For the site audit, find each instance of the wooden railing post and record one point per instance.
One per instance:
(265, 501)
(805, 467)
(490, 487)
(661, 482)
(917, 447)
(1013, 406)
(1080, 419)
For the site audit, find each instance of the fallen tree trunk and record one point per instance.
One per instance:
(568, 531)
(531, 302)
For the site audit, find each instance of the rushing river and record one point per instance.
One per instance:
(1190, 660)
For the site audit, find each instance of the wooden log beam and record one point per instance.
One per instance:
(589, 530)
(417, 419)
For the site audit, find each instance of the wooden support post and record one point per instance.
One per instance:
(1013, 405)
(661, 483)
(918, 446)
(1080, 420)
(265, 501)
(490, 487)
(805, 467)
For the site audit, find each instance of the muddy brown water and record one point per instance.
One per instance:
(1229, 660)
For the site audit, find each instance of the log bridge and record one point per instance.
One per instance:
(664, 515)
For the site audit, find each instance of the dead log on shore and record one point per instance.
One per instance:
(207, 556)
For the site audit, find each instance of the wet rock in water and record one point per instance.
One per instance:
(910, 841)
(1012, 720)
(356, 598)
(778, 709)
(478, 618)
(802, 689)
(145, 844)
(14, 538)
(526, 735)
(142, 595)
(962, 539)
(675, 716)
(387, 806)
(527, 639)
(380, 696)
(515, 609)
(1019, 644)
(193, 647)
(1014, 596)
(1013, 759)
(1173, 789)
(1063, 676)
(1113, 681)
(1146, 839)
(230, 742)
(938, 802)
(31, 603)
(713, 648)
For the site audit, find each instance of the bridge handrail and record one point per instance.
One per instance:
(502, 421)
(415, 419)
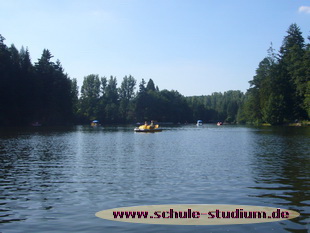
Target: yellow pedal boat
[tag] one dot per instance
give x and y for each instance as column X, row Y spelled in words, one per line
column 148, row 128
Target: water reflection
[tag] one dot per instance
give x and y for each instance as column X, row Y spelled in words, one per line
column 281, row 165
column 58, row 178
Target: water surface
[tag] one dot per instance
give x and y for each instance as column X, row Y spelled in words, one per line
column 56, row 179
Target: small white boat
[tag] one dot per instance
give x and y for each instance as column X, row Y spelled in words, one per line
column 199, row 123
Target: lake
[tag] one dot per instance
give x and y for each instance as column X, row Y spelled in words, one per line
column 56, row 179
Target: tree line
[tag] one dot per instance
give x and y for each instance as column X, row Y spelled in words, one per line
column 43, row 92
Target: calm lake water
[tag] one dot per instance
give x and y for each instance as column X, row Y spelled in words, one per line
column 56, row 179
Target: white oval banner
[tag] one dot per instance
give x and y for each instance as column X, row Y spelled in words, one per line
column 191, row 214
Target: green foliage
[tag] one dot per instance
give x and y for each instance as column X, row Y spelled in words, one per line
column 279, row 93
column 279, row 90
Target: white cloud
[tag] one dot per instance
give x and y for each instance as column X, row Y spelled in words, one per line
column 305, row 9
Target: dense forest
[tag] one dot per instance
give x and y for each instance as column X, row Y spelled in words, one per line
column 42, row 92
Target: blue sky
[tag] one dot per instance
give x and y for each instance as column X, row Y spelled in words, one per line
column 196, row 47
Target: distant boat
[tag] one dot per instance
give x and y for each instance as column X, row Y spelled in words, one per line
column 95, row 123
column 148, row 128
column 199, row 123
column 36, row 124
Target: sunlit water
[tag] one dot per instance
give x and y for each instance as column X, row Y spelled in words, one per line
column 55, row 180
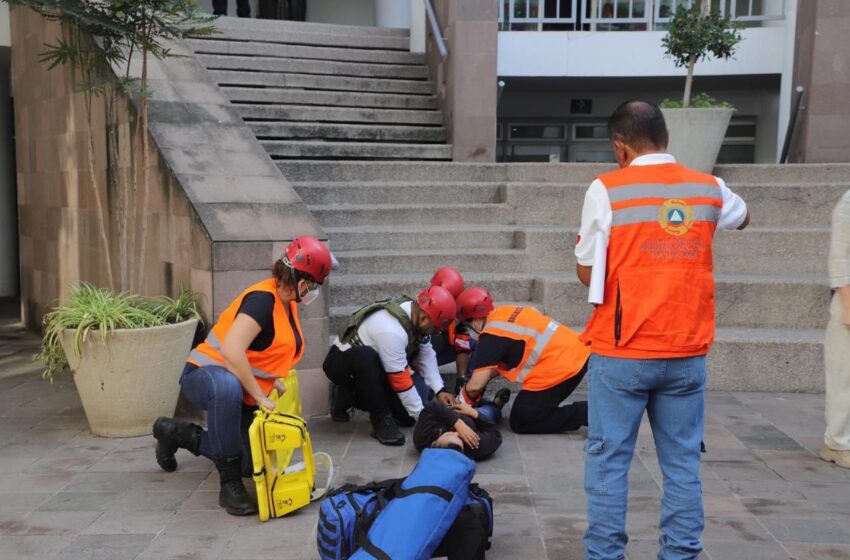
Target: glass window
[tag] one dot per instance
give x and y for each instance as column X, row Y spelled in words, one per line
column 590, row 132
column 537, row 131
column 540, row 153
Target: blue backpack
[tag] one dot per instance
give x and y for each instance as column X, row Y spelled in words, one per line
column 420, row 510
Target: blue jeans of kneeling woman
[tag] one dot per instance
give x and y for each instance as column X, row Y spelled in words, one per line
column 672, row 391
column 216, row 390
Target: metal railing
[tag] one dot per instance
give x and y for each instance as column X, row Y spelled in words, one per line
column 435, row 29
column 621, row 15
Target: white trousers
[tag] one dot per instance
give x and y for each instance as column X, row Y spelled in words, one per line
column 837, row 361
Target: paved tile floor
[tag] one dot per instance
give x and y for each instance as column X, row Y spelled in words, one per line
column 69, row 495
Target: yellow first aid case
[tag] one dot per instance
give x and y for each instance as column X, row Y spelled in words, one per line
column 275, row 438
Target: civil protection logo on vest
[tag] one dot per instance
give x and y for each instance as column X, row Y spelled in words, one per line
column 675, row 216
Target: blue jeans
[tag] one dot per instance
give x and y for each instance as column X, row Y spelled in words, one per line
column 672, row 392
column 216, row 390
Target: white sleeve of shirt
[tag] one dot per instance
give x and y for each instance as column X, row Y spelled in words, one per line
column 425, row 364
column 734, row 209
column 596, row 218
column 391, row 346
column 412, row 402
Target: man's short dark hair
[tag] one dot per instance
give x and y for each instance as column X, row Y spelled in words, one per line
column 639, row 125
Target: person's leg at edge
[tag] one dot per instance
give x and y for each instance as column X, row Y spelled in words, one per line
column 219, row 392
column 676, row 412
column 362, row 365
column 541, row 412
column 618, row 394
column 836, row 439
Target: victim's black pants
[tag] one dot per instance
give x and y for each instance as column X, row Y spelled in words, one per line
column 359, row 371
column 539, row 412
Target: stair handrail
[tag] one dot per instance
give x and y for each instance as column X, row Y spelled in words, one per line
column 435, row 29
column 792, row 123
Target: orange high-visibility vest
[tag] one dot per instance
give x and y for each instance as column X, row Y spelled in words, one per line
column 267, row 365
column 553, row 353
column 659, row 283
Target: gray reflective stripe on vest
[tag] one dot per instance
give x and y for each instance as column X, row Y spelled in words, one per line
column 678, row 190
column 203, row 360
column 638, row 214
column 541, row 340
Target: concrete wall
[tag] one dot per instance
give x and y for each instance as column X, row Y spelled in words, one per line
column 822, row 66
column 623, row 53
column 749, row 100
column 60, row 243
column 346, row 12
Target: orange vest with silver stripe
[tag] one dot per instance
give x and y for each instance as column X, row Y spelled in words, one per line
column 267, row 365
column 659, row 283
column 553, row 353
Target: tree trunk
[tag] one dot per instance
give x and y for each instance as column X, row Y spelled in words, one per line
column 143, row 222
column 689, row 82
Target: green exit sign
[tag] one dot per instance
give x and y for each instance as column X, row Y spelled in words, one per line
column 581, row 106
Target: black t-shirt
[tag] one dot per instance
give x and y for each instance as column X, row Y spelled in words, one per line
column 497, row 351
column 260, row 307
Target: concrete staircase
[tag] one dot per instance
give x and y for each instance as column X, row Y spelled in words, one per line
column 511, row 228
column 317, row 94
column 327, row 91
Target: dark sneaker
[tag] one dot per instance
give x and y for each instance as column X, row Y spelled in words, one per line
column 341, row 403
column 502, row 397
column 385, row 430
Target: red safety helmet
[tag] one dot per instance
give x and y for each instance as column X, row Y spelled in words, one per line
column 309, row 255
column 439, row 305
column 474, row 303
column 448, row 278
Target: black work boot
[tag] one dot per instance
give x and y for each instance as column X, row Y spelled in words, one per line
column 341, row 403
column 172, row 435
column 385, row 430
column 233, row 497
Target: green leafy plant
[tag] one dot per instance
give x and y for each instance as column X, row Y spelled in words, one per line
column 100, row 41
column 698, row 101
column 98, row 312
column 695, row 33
-.-.-
> REQUIRED WORK: Quote every line of the records above exactly; no picture is to be copied.

> OUTPUT FOR THIS EXERCISE:
For the site audit, find each instance of the wooden railing post and record one point per instance.
One per instance:
(265, 501)
(805, 467)
(490, 487)
(661, 482)
(917, 447)
(1013, 406)
(1080, 419)
For the site audit, find each instance of the fallen tree trunk and record one point per instance.
One per instance:
(568, 531)
(531, 302)
For the site audit, find each instance of the rushing river and record one point per instance.
One per instance:
(1190, 660)
For the site audit, find each instance of the wooden log beam and record one point per instance.
One per instance:
(589, 530)
(417, 419)
For the site audit, find each instance of the wooden support post and record one point per instance.
One per instance:
(1013, 405)
(661, 483)
(918, 446)
(1080, 420)
(265, 501)
(490, 487)
(805, 467)
For the site audit, find each instance of the muddy brown water and record one point per instance.
One per instance:
(1229, 660)
For the site audit, find each instance of the log bridge and record one point per instance.
One per instance:
(664, 515)
For the site audit, find each instance of the dead log on shore and record one point per instance.
One per instance:
(207, 556)
For the site audit, find each instance of the wet rock in water and record one point per instance.
One per instance:
(910, 841)
(1012, 720)
(356, 598)
(778, 709)
(478, 618)
(802, 689)
(145, 844)
(14, 538)
(526, 735)
(142, 595)
(962, 539)
(675, 716)
(387, 806)
(527, 639)
(380, 696)
(515, 609)
(1019, 644)
(193, 647)
(1014, 596)
(1013, 759)
(1173, 789)
(1063, 676)
(1113, 681)
(1146, 839)
(230, 742)
(938, 802)
(31, 603)
(713, 648)
For the site audit, find each instance of the bridge handrail and record one point per instance.
One per instance:
(502, 421)
(415, 419)
Target: yellow pedal boat
[tag] one dot per instance
give x and y for each instance as column X, row Y spelled in words, one per line
column 148, row 128
Target: water reflection
[tag] one dot per instance
give x and y for each instance as column X, row Y spelled in words, one per line
column 281, row 165
column 58, row 178
Target: water surface
[tag] one dot per instance
give x and y for each instance as column X, row Y spelled in words, one per line
column 56, row 179
Target: small white boat
[tag] one dot per instance
give x and y for each instance as column X, row Y spelled in words, one per line
column 199, row 123
Target: lake
[tag] one dot per instance
give x and y for each instance as column X, row Y spelled in words, one per line
column 56, row 179
Target: tree line
[tag] one dot per instance
give x and y for each instance as column X, row Y spelled in words, one per line
column 43, row 92
Target: calm lake water
[tag] one dot per instance
give x and y for each instance as column X, row Y spelled in words, one per line
column 56, row 179
Target: white oval banner
[tag] one dot per instance
give x and y for each instance as column X, row Y spelled in words, one per line
column 191, row 214
Target: green foliage
[tag] one dot per instance
give x and y for each instance as column X, row Y spelled in words, one per line
column 279, row 93
column 279, row 90
Target: white cloud
[tag] one dot per instance
give x and y for each instance as column X, row Y spelled in words, one per line
column 305, row 9
Target: dense forest
[tag] one dot per instance
give x and y for each instance as column X, row Y spelled in words, one per line
column 42, row 92
Target: blue sky
[tag] one dot per instance
give x and y for each instance as column X, row Y spelled in words, one per line
column 196, row 47
Target: distant boat
[tag] one dot per instance
give x and y for each instance as column X, row Y spelled in words, one per line
column 95, row 123
column 148, row 128
column 199, row 123
column 36, row 124
Target: sunlit water
[tag] one dot per instance
give x and y for each instance as column X, row Y spelled in words, one per line
column 55, row 180
Target: glass window
[tag] one dot per instance
give x and y for each instance as column X, row Y spelled in words, one per line
column 590, row 132
column 537, row 131
column 540, row 153
Target: blue backpack
[tag] one dot per instance
give x and y for each instance as column X, row Y spelled in words, one per line
column 420, row 510
Target: blue jeans of kneeling woman
[tag] one dot per instance
give x and y for each instance as column X, row Y spelled in words, one per line
column 672, row 391
column 216, row 390
Target: metal railing
[tag] one dot per instance
give x and y for each instance as column X, row Y spelled in words, one per line
column 435, row 29
column 621, row 15
Target: white trousers
[tag] one dot per instance
give x and y for each instance as column X, row Y spelled in words, one per line
column 837, row 361
Target: paved tile floor
[tag] one dot per instance
give x and y for each instance as column X, row Y spelled in words, one per line
column 69, row 495
Target: yellow first aid case
[tag] one dot per instance
give x and y for each instance as column X, row Y spelled in words, one per line
column 275, row 438
Target: civil protection logo on vest
[tag] one dot per instance
give x and y for each instance as column X, row Y spelled in words, one per line
column 675, row 216
Target: blue jeans
[tag] one dot per instance
give x and y for each instance as column X, row Y spelled in words, one per line
column 672, row 392
column 216, row 390
Target: white sleeve of shirt
[tag] one dot per instance
give x and y for each instance as column X, row Y spelled in words, one per line
column 425, row 364
column 734, row 209
column 596, row 218
column 391, row 346
column 412, row 402
Target: man's short dark hair
[tag] one dot per instance
give x and y for each instance as column X, row Y spelled in words, one per line
column 639, row 125
Target: person's leg at edge
[tag] one dot per instance
give x and y for each instance as column X, row Y spelled in words, one per line
column 219, row 392
column 676, row 412
column 362, row 365
column 541, row 412
column 618, row 394
column 836, row 439
Target: victim's black pants
[tag] one dot per instance
give x and y for each instance as column X, row Y spelled in words, one per line
column 359, row 371
column 539, row 412
Target: stair handrail
[tag] one dot per instance
give x and y for each instance as column X, row Y spelled in words, one per line
column 435, row 29
column 792, row 123
Target: orange high-visibility vest
[tag] one dot per instance
give x and y for each instance as column X, row Y spelled in words, one per line
column 267, row 365
column 553, row 353
column 659, row 283
Target: gray reflective stripe on vest
[tag] one dot per instance
give x and y for each instance as column X, row Y spelled in words, one per line
column 678, row 190
column 203, row 360
column 638, row 214
column 541, row 340
Target: concrete wall
[tag] one dot per instance
give x and y for each instance as column X, row Y spelled in words, one per line
column 822, row 66
column 623, row 53
column 749, row 100
column 60, row 243
column 346, row 12
Target: orange vest with silver stripe
[tag] one dot per instance
give x and y for each instance as column X, row Y spelled in words, one per line
column 267, row 365
column 659, row 283
column 553, row 353
Target: tree trunk
[tag] one dot per instance
give x and y for each instance as column X, row Y spelled in words, one per line
column 143, row 222
column 689, row 82
Target: green exit sign
[tag] one dot per instance
give x and y for each instance as column X, row Y spelled in words, one per line
column 581, row 106
Target: black t-shirt
[tag] one dot per instance
give x and y for each instance as column X, row Y spelled in words, one per line
column 497, row 351
column 260, row 307
Target: concrete staircase
[tag] one dot per instance
give x and y for each instance as column X, row Y spelled in words, one per line
column 511, row 228
column 317, row 94
column 327, row 91
Target: dark sneaker
[tag] one dot per instance
give x and y for each instance as column X, row Y spelled in words, one per line
column 341, row 403
column 502, row 397
column 385, row 430
Target: red safety helmet
[tag] one dot per instance
give x and y for each instance as column X, row Y spelled in words, one per line
column 309, row 255
column 439, row 305
column 474, row 303
column 448, row 278
Target: black work boot
[tag] one dot per instance
give x and y for each instance as column X, row Y spelled in words, one per line
column 341, row 403
column 172, row 435
column 385, row 430
column 233, row 497
Target: green leafy plant
[tag] one dot per instance
give x and y for each instance as column X, row Y spelled in words, one per line
column 100, row 41
column 698, row 101
column 98, row 312
column 695, row 33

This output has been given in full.